— start of Text to read —

Szilard Nemeth created YARN-10787:
-------------------------------------

             Summary: Queue submit ACL check is wrong when CS queue is ambiguous
                 Key: YARN-10787
                 URL: https://issues.apache.org/jira/browse/YARN-10787
             Project: Hadoop YARN
          Issue Type: Bug
            Reporter: Szilard Nemeth
            Assignee: Gergely Pollak


Let's suppose we have a Capacity Scheduler configuration with 2 or more leaf 
queues with the same name in the queue hierarchy. That's what we call an 
ambiguous queue name.
Let's also enable ACL checks and define acl_submit_applications / 
acl_administer_queue configs with the correct value, adding the username to the 
ACL value there.

— end of Text to read —
— start of Recorded information —

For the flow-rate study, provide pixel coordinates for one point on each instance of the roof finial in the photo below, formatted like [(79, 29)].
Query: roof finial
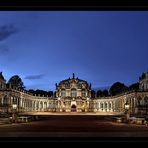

— end of Recorded information —

- _Tasks to perform_
1 - In the YARN-10787 bug report, rewrite the passage starting at "Summary: Queue submit" and ending at "ambiguous queue name.", putting "duplicated" wherever "ambiguous" appears.
2 - Write the next part of the YARN-10787 bug report about the queue submit ACL check, picking up after its last sentence.

- _Exercise results_
1 -
Summary: Queue submit ACL check is wrong when CS queue is duplicated
                 Key: YARN-10787
                 URL: https://issues.apache.org/jira/browse/YARN-10787
             Project: Hadoop YARN
          Issue Type: Bug
            Reporter: Szilard Nemeth
            Assignee: Gergely Pollak


Let's suppose we have a Capacity Scheduler configuration with 2 or more leaf 
queues with the same name in the queue hierarchy. That's what we call an 
duplicated queue name.

2 -
Here's a minimalistic YARN + CS config:

1. YARN config snippet: 
{code}
<property><name>yarn.acl.enable</name><value>true</value>
{code}


2. CS config snippet:
{code}
<property>
        <name>yarn.scheduler.capacity.root.someparent1.queues</name>
        <value>anyotherqueue1,somequeue,anyotherqueue2</value>
</property>
<property>
        <name>yarn.scheduler.capacity.root.someparent2.queues</name>
        <value>anyotherqueue3,somequeue,anyotherqueue4</value>
</property>
<property>
        
<name>yarn.scheduler.capacity.root.someparent1.somequeue.acl_submit_applications</name>
        <value>someuser1 </value>
</property>
<property>
        
<name>yarn.scheduler.capacity.root.someparent2.somequeue.acl_submit_applications</name>
        <value>someuser1 </value>
</property>
<property>
        
<name>yarn.scheduler.capacity.root.someparent1.somequeue.acl_administer_queue</name>
        <value>someuser1 </value>
</property>
<property>
        
<name>yarn.scheduler.capacity.root.someparent2.somequeue.acl_administer_queue</name>
        <value>someuser1 </value>
</property>
{code}

So in this case, we have an ambiguous queue named "somequeue" under 2 different 
paths: 
- root.someparent1.somequeue
- root.someparent2.somequeue

When a user submits an application correctly with the full queue path e.g. 
root.someparent1.somequeue, YARN will still fail to place the application to 
that queue and will use the short name.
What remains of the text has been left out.